What you have to do:
Can you output the records below exactly as they are written?

Listed records:

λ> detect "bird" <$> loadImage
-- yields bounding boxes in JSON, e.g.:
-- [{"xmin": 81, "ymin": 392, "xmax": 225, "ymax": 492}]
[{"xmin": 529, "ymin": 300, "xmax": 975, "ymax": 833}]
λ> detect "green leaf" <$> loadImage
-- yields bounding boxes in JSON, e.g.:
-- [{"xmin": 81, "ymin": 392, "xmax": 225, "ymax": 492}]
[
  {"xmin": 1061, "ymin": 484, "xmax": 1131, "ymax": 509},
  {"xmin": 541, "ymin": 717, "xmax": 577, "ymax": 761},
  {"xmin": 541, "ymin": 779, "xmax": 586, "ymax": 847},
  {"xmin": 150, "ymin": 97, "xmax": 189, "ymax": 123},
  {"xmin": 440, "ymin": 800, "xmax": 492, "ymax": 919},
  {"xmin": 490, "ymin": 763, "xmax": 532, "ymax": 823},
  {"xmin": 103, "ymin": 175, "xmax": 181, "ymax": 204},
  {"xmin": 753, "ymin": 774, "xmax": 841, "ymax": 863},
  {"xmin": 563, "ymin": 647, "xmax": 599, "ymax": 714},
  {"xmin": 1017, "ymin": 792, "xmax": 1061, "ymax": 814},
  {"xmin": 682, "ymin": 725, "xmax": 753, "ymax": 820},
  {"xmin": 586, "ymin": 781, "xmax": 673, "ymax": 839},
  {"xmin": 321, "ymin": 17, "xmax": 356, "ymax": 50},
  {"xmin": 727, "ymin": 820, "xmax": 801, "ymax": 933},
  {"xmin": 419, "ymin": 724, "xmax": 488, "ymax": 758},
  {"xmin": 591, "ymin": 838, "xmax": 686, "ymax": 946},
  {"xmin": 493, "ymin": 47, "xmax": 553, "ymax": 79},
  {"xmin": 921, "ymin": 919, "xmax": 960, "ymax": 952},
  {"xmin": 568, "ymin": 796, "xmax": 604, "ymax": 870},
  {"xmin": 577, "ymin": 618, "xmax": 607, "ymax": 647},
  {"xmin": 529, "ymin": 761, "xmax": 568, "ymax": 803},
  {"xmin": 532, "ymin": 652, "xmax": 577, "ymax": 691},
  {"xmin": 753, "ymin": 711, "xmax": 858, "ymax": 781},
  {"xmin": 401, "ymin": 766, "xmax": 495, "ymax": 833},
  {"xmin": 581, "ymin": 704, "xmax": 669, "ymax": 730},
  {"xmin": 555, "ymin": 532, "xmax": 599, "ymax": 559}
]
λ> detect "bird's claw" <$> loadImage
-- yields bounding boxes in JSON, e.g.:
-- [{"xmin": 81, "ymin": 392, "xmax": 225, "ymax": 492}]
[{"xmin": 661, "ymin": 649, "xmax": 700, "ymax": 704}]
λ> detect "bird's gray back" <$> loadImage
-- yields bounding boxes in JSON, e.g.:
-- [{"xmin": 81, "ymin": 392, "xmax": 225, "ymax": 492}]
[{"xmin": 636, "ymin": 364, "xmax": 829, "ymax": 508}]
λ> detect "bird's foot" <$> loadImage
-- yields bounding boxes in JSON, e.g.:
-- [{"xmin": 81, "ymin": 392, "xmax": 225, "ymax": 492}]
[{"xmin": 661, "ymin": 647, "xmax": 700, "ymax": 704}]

Correct answer:
λ> detect "bird" <$> loadImage
-- yields bounding boxes in JSON, e.g.:
-- [{"xmin": 81, "ymin": 392, "xmax": 225, "ymax": 492}]
[{"xmin": 529, "ymin": 300, "xmax": 975, "ymax": 833}]
λ> detect "green leaf" <$> loadImage
-- yields bounding boxes in JSON, e.g.:
-- [{"xmin": 81, "ymin": 392, "xmax": 225, "ymax": 492}]
[
  {"xmin": 1061, "ymin": 484, "xmax": 1131, "ymax": 509},
  {"xmin": 541, "ymin": 717, "xmax": 577, "ymax": 761},
  {"xmin": 541, "ymin": 779, "xmax": 586, "ymax": 847},
  {"xmin": 150, "ymin": 97, "xmax": 189, "ymax": 123},
  {"xmin": 440, "ymin": 800, "xmax": 492, "ymax": 919},
  {"xmin": 490, "ymin": 763, "xmax": 532, "ymax": 823},
  {"xmin": 103, "ymin": 175, "xmax": 181, "ymax": 204},
  {"xmin": 753, "ymin": 774, "xmax": 841, "ymax": 863},
  {"xmin": 563, "ymin": 647, "xmax": 599, "ymax": 714},
  {"xmin": 1017, "ymin": 792, "xmax": 1061, "ymax": 814},
  {"xmin": 682, "ymin": 725, "xmax": 753, "ymax": 820},
  {"xmin": 586, "ymin": 781, "xmax": 673, "ymax": 839},
  {"xmin": 321, "ymin": 17, "xmax": 356, "ymax": 50},
  {"xmin": 727, "ymin": 820, "xmax": 801, "ymax": 933},
  {"xmin": 419, "ymin": 724, "xmax": 488, "ymax": 758},
  {"xmin": 591, "ymin": 838, "xmax": 686, "ymax": 946},
  {"xmin": 493, "ymin": 47, "xmax": 553, "ymax": 79},
  {"xmin": 921, "ymin": 919, "xmax": 960, "ymax": 952},
  {"xmin": 568, "ymin": 796, "xmax": 604, "ymax": 870},
  {"xmin": 577, "ymin": 618, "xmax": 607, "ymax": 647},
  {"xmin": 529, "ymin": 761, "xmax": 568, "ymax": 803},
  {"xmin": 532, "ymin": 652, "xmax": 577, "ymax": 691},
  {"xmin": 753, "ymin": 711, "xmax": 858, "ymax": 781},
  {"xmin": 401, "ymin": 766, "xmax": 495, "ymax": 833},
  {"xmin": 581, "ymin": 704, "xmax": 669, "ymax": 730},
  {"xmin": 555, "ymin": 532, "xmax": 599, "ymax": 559}
]
λ> detect "bird's claw" <$> loadImage
-- yields bounding boxes in JSON, e.g.:
-- [{"xmin": 81, "ymin": 392, "xmax": 225, "ymax": 492}]
[{"xmin": 661, "ymin": 649, "xmax": 700, "ymax": 704}]
λ> detect "bird's gray back" <$> loadImage
-- yields bounding boxes in JSON, e.g.:
-- [{"xmin": 81, "ymin": 392, "xmax": 225, "ymax": 492}]
[{"xmin": 636, "ymin": 364, "xmax": 829, "ymax": 508}]
λ> detect "bird's foot" <$> loadImage
-- yields bounding boxes in JSON, e.g.:
-- [{"xmin": 81, "ymin": 392, "xmax": 225, "ymax": 492}]
[{"xmin": 661, "ymin": 647, "xmax": 700, "ymax": 704}]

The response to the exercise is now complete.